Start of Task input

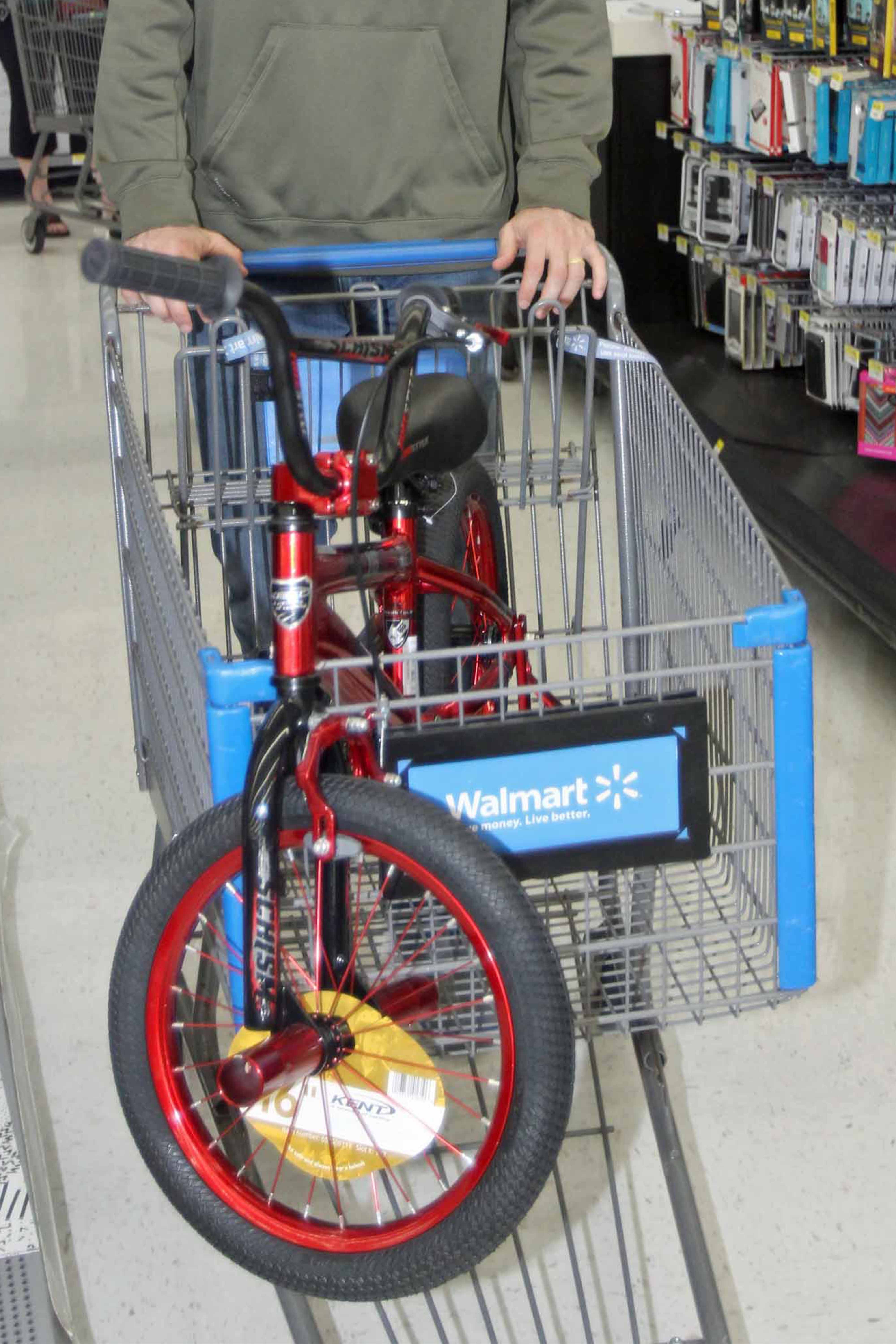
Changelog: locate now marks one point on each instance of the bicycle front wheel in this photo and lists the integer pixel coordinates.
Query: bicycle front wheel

End of Task input
Start of Task input

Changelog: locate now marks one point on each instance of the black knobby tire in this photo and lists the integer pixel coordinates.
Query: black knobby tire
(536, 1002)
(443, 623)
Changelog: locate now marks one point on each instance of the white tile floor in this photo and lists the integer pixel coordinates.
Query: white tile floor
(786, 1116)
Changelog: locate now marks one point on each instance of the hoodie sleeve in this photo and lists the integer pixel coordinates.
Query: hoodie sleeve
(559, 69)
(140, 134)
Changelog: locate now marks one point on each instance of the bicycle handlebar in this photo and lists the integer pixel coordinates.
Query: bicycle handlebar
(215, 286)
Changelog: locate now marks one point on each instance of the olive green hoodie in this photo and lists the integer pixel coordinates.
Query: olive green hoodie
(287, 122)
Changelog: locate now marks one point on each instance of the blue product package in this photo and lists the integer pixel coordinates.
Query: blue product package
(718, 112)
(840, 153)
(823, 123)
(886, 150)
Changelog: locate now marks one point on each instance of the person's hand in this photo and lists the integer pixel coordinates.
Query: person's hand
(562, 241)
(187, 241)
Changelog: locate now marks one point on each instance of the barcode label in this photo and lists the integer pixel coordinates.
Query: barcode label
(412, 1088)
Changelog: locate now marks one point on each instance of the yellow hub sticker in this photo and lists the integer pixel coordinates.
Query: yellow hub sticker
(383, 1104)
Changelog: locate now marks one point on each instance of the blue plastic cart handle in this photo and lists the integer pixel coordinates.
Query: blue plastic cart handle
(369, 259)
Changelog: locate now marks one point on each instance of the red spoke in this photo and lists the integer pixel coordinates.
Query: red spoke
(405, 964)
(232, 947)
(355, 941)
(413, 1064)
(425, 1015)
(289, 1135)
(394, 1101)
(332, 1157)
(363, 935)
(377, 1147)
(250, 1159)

End of Task input

▶ Exercise
Go through the entries and return each line where the word "wheel" appears.

▶ Exercise response
Changelog: locate now marks one point on each instance of the bicycle front wheel in this photo and lists the integer pixel coordinates.
Query: bicycle front wheel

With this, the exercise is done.